== ACTIVITY ==
Continue the article on context in content from the point where it stops.

== READING PASSAGE ==

-=-=-=-=-

Context in Content
By David Burda | June 7, 2016

One of the many challenges that brands often have in producing great content is a failure to appreciate the value of context. Context is what gives content relevancy and credibility. Context demonstrates that a brand knows what’s happening in its own industry, what’s happening in the world today and what’s happening on the brand’s own website.
Context doesn’t have to dominate a piece of content like a boring history lesson. It can be as short as one sentence, one phrase or even one word. It’s a wink or a nod to the audience that signals that the brand is in the know.
But absent that context, the content—and by extension the brand—shows a lack of awareness of audience issues and suggests the brand is out of touch with its industry and even itself.
Keep presentations up-to-date
A few years ago, I was covering a presentation by a well-known hospital executive. At least four times during his talk, he used the phrase “burning platform” to describe the state of affairs in the healthcare industry.
Each time he used the phrase, a photo of a burning oil platform appeared on the big screen next to him. Unfortunately, the Deepwater Horizon oil spill occurred just a few months earlier during which an oil platform burned in the Gulf of Mexico and killed a number of oil rig workers. I know I wasn’t the only person who was distracted by the ill-timed photo, making it hard to follow the presentation.
To me, it showed a lack of awareness if not sensitivity, and I wrote about it, drawing the ire of one of the executive’s public relations staff who screamed at me so much over the phone that I never caught her name before she hung up.

-=-=-=-=-

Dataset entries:
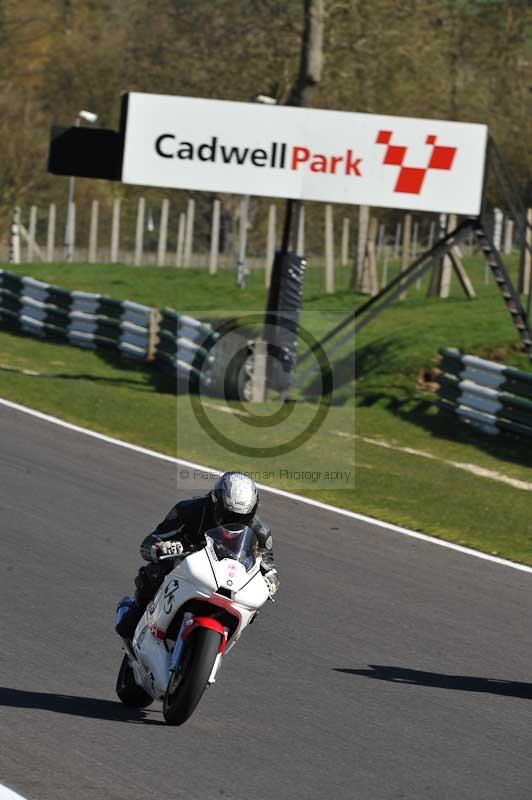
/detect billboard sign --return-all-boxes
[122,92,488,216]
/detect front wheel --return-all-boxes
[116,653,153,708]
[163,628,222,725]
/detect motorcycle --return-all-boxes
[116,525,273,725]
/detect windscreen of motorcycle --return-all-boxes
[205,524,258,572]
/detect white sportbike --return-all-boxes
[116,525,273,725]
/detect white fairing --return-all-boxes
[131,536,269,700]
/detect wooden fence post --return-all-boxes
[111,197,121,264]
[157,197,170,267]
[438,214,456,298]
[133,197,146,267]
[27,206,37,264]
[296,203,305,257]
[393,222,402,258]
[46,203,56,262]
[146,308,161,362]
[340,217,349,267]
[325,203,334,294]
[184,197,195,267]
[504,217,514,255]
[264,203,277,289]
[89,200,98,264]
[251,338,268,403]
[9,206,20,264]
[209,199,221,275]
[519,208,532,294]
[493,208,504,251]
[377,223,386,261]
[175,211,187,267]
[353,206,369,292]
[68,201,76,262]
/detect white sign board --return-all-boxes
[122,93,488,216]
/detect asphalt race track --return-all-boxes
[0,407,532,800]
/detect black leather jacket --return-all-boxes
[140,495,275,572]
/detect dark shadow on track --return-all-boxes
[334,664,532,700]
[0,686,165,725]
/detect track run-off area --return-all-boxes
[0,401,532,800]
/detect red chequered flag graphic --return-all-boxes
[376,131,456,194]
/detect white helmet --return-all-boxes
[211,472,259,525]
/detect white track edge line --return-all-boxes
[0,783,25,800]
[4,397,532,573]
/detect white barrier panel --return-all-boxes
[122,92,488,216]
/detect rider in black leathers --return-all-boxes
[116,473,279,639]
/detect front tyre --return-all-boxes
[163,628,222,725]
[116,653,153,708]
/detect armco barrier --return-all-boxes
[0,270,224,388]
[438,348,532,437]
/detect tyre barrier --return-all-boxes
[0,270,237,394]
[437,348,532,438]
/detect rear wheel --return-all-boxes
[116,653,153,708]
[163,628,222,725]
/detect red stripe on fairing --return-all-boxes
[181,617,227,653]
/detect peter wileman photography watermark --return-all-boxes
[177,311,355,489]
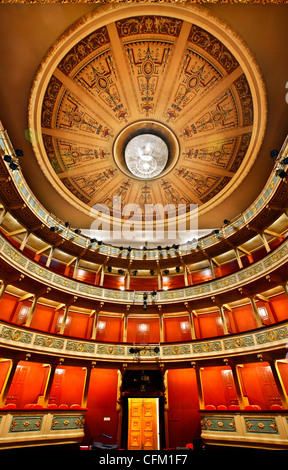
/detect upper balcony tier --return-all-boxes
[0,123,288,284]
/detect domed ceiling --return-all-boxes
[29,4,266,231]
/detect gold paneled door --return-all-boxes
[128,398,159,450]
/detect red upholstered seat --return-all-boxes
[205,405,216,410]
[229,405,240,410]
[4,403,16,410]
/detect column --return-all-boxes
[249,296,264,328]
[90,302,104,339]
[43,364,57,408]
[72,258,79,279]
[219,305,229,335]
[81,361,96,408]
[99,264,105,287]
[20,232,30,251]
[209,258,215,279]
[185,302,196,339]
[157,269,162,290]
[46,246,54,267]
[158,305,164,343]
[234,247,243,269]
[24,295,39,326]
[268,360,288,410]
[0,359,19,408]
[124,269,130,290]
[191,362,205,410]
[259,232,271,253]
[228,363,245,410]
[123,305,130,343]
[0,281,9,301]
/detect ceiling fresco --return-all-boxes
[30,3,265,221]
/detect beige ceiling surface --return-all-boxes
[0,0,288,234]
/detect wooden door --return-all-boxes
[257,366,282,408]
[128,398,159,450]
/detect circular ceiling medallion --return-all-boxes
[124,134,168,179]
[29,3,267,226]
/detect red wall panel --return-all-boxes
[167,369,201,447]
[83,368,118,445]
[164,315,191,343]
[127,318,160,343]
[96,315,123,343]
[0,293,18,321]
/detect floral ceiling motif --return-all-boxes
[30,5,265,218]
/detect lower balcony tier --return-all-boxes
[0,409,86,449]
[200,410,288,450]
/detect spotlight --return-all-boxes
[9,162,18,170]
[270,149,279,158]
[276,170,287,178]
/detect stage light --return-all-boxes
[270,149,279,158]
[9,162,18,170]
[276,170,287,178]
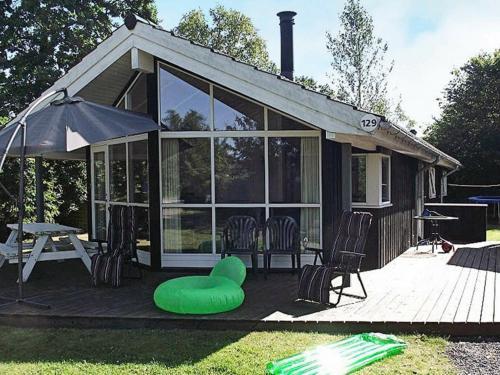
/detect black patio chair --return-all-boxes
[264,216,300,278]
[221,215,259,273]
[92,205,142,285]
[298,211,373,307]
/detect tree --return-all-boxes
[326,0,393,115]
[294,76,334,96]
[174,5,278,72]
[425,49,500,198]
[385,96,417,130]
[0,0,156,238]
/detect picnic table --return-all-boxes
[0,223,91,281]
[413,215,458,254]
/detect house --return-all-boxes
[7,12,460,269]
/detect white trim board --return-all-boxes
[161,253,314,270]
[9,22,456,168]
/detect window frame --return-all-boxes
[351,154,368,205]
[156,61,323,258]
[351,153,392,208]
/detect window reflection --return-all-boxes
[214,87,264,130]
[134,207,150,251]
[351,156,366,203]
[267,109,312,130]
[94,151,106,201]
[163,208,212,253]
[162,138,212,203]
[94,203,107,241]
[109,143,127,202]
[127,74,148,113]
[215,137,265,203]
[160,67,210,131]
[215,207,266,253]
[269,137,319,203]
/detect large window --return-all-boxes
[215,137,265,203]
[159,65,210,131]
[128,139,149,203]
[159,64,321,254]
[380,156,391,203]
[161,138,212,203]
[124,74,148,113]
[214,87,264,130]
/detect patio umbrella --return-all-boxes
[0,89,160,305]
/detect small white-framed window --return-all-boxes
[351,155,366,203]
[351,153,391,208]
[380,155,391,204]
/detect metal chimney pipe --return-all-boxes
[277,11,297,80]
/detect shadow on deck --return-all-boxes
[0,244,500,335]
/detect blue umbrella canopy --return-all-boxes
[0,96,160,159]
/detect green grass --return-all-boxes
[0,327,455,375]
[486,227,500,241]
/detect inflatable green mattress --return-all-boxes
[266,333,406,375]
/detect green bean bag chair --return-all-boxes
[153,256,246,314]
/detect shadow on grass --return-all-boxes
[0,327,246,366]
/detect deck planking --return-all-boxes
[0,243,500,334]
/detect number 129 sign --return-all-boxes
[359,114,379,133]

-=-=-=-=-

== RESULT OF THIS TASK ==
Perhaps her time would have been better spent making sure her company’s presentations were conscious of tragic world events.
Context begins in the home
So where does context come from? The first and most obvious place is from a brand’s own website or content hub. Any new piece of content—whether it’s a blog post, infographic, video or white paper—should be aware of related blog posts, infographics, videos or white papers that came before it.
The legacy related content could be referenced directly in the new content or appear adjacent to the new content in a “related content” or “read more on this subject” section, for example.
This approach shows users that the brand is aware of what it has produced on that topic before and that the new content builds on the previous content, making it worth consuming. This approach helps content creators avoid replicating previous content on the same topic. In journalistic terms, you want to advance the story, not repeat the story.
Why subject matter expertise is required
The second place context comes from is subject matter expertise. It’s an overused term in the content marketing world, but its importance can’t be overstated. Someone at the brand must be responsible for knowing what’s happening in its industry each month, each week, each day, each hour and each minute.
If a brand is going to succeed at content marketing, real-time knowledge of industry events is essential. No different from a news operation. Keeping on top of things is much easier than it ever has been with online newsfeeds, news alerts, email bulletins, daily e-newsletters and more. There really is no reason not to know what’s happening. If a brand lacks the resources to do that, it can always outsource the function to a digital content marketing agency.
Brands can use that real-time information to add meaningful context to content, such as mentioning the latest healthcare infection rates released by the Centers for Disease Control and Prevention in a blog post on strategies to improve patient safety. Equally important, brands can use that information to avoid embarrassing themselves in a blog post by citing out-of-date or discredited research.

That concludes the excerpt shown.